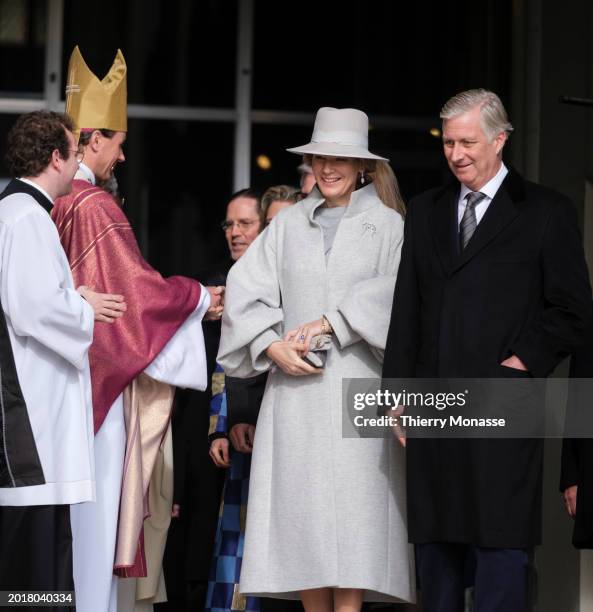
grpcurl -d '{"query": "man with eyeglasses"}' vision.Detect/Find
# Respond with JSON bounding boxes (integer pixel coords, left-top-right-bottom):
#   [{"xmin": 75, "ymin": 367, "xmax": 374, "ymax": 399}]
[{"xmin": 0, "ymin": 111, "xmax": 125, "ymax": 596}]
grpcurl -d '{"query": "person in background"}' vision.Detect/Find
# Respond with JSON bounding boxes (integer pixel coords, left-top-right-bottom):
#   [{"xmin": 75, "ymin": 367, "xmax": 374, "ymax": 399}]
[
  {"xmin": 261, "ymin": 185, "xmax": 301, "ymax": 226},
  {"xmin": 52, "ymin": 47, "xmax": 223, "ymax": 612}
]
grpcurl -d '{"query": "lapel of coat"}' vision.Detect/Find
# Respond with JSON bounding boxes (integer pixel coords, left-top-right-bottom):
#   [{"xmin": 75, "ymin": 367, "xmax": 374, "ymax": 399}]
[
  {"xmin": 451, "ymin": 168, "xmax": 525, "ymax": 272},
  {"xmin": 430, "ymin": 183, "xmax": 459, "ymax": 275}
]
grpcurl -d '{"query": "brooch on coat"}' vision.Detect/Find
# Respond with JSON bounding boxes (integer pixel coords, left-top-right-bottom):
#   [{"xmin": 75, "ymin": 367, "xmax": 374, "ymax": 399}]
[{"xmin": 362, "ymin": 221, "xmax": 377, "ymax": 236}]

STATED EXERCISE:
Pull out every line above that contains the string "grpcurl", copying each one whole. Treat uppercase and lowercase as different when matching.

TASK SOLUTION:
grpcurl -d '{"query": "man with eyeglasses"}' vision.Detect/Find
grpcurl -d '{"query": "person in background"}' vision.Detect/Find
grpcurl -d '{"query": "lapel of coat"}' vision.Detect/Find
grpcurl -d '{"query": "brooch on coat"}' vision.Detect/Find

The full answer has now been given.